● DATA SUPPLIED:
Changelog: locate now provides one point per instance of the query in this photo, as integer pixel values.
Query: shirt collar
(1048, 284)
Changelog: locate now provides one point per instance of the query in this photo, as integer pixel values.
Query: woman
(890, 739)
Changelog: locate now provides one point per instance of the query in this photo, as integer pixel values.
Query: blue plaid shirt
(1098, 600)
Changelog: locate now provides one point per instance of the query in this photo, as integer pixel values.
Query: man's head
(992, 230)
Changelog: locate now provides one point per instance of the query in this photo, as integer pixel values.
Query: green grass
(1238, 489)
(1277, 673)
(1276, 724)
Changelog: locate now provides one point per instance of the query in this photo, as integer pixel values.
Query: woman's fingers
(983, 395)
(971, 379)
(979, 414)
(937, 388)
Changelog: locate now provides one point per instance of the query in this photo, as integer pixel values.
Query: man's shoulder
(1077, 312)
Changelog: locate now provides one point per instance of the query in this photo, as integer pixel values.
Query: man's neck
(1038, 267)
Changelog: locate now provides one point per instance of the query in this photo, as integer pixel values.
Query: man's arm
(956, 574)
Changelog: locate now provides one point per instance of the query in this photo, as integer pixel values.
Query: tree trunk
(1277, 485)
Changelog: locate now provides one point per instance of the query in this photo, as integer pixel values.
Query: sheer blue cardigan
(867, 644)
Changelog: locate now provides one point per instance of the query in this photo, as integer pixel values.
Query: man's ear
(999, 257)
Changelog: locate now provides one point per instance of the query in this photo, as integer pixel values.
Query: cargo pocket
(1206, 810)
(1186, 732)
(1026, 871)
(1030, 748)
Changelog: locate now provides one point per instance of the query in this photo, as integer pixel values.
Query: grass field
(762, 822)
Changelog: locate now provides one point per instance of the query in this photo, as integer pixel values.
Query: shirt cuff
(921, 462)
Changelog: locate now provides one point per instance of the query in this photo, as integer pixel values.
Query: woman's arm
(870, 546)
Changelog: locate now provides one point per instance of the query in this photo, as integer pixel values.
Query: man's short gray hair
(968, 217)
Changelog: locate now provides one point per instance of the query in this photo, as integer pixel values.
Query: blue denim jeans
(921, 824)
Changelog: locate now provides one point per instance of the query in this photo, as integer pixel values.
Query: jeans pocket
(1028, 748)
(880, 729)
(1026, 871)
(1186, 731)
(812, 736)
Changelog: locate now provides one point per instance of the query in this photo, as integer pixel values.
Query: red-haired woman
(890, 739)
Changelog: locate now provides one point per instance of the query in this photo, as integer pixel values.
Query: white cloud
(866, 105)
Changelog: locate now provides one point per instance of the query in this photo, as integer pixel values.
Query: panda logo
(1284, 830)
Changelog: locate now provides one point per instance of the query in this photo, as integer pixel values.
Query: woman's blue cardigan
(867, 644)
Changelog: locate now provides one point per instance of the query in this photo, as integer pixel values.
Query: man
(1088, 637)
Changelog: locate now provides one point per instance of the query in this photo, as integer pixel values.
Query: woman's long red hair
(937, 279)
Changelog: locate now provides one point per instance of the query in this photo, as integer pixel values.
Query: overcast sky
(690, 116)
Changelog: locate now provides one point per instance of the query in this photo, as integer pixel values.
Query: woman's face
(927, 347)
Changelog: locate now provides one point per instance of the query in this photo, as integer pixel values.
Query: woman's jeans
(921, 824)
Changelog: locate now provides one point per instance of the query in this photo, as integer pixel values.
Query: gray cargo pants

● WRITTEN EXERCISE: Reproduce every line from the start of the rows down to the line containing "(1276, 724)", both ends included.

● CORRECT ANSWER:
Changelog: locate now provides one point per instance of the query in this photo, as integer pixel values.
Query: shirt collar
(1048, 284)
Changelog: locate now provides one point per instance of the query in this photo, as integer pixel values.
Query: woman
(890, 739)
Changelog: locate now provides one point per instance of the query in this photo, as integer pixel values.
Query: blue plaid shirt
(1098, 600)
Changelog: locate now provides one point per instance of the query in this photo, as integer pixel values.
Query: man's head
(992, 230)
Changelog: locate now provides one point per instance of the query in this photo, as integer pixel values.
Query: green grass
(1238, 489)
(1277, 673)
(1276, 724)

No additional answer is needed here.